> _To do_: Output all entries verbatim. Skip pictures.

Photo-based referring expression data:
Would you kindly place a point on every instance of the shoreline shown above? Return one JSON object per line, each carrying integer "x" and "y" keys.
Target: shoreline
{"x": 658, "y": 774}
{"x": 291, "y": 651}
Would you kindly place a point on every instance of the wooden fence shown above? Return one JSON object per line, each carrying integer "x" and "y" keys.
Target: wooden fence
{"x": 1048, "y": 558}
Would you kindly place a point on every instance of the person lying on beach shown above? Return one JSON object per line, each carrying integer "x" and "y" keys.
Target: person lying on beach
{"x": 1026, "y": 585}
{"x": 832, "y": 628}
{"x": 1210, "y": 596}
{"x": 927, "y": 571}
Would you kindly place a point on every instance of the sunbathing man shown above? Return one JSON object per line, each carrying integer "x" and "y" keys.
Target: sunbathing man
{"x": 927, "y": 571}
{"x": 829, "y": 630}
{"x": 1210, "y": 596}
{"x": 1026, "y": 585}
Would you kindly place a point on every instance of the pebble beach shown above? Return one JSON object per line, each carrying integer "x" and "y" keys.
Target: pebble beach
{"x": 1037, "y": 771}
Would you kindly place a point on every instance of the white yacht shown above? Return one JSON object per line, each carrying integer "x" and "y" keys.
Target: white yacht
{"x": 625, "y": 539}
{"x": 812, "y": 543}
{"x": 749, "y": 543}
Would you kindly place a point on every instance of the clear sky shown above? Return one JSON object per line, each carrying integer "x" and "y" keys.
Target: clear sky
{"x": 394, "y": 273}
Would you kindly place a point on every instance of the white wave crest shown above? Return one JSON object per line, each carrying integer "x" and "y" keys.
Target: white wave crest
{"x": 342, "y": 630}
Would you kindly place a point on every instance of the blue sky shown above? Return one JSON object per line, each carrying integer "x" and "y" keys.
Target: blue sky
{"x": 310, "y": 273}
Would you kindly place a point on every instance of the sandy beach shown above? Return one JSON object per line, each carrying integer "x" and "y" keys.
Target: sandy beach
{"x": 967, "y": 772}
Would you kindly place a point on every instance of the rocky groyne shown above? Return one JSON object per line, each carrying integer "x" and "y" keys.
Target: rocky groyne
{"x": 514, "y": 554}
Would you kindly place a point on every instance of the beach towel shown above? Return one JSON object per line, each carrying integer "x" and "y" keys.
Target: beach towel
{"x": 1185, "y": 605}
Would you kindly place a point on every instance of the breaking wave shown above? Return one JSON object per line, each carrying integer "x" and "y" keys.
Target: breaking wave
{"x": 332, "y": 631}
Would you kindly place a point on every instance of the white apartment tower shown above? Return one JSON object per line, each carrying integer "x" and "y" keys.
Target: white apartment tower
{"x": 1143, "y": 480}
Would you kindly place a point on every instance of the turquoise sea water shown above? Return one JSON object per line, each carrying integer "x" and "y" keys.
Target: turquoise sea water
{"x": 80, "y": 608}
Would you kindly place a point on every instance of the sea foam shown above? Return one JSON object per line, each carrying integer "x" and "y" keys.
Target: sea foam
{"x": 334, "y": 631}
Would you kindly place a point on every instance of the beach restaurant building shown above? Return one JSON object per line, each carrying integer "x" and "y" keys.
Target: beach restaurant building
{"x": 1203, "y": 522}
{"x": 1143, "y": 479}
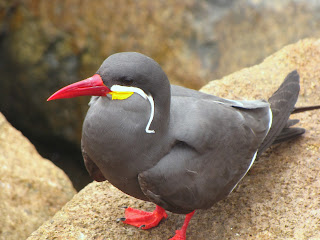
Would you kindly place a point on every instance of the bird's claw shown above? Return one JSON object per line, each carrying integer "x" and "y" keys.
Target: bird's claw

> _Result of the exercise_:
Would you kindly place a point on every instance of the shoreline shown above? Return one JSON object per line, each carrying integer "x" and "y" keys.
Target: shoreline
{"x": 658, "y": 774}
{"x": 291, "y": 651}
Would you kindly place a point on every instance of the wooden fence shown above? Return one JSON object per line, each carrying integer "x" and "y" keys.
Target: wooden fence
{"x": 1048, "y": 558}
Would you kindly place a point on every instance of the person lying on beach shown above? Return one JSON object per line, each carrying integer "x" and "y" keys.
Target: person lying on beach
{"x": 1026, "y": 585}
{"x": 832, "y": 628}
{"x": 1210, "y": 596}
{"x": 927, "y": 571}
Would you kindly place a point on every instance of the sunbathing man shown above? Return one JSON object per line, each carrying integer "x" and "y" keys.
Target: sunbathing man
{"x": 927, "y": 571}
{"x": 829, "y": 630}
{"x": 1210, "y": 596}
{"x": 1026, "y": 585}
Would you kindly place a point on every instance of the pebble beach shown above? Return one JSON object per line, each carrying integer "x" and "y" keys.
Target: pebble beach
{"x": 1037, "y": 771}
Would you kindly place a point on every instance of the white yacht shown above? Return one JSON object per line, each carrying integer "x" and "y" keys.
Target: white yacht
{"x": 625, "y": 539}
{"x": 812, "y": 543}
{"x": 749, "y": 543}
Would you kindly place a point on every instance of the clear sky shown above? Return one JSON object per line, each carrying integer "x" and "y" keys.
Target: clear sky
{"x": 394, "y": 273}
Would you kindly place a point on every instance of the white wave crest shown above? Return one JSON object per line, each carrying integer "x" and "y" keys.
Target: white wave crest
{"x": 342, "y": 630}
Would you kindly place a point on every instance of the blue sky shown above? Return one JSON object per line, each carrying integer "x" and "y" keys.
Target: blue sky
{"x": 310, "y": 273}
Would you kindly place a point on every instance of the sandy beach shown above? Return one JSON object per line, each carrying integer "x" and "y" keys.
Target: sandy beach
{"x": 967, "y": 772}
Would you kindly place a point on every instance of the rocky groyne shown above? Return one JSON object per line, each carrying integer "x" and "y" keys.
Target: rocky groyne
{"x": 514, "y": 554}
Would you kindly place a point on every instance of the beach towel shown above? Return one JSON object per line, each carrying integer "x" and "y" keys.
Target: beach towel
{"x": 1185, "y": 605}
Would you kindly place a point on every instance of the breaking wave shown above? Return one JSON object per line, each carrying integer "x" and "y" keys.
Target: breaking wave
{"x": 332, "y": 631}
Would you kindly place a point on every instance of the white apartment tower shown above? Return one JSON object per line, each carrying integer "x" and "y" keys.
Target: white apartment tower
{"x": 1143, "y": 480}
Would you kindly place a point on every instance of the turquoise sea water shown above? Return one JSON object per line, each carrying integer "x" and "y" keys.
Target: turquoise sea water
{"x": 80, "y": 608}
Would you kindly place a point on every instance of the sea foam shown above? Return one JSON object per line, each carrying integer "x" and "y" keys.
Target: sea foam
{"x": 334, "y": 631}
Would you kindly place a point on every instance of the beach restaurant building shown above? Return one JSON object per line, each carrying integer "x" and "y" keys.
Target: beach restaurant building
{"x": 1203, "y": 522}
{"x": 1143, "y": 479}
Would you kindly place a point on every instance of the bird's claw shown above? Return one JSON object per line, each carrying integer "x" and "y" keys.
Target: bird's claw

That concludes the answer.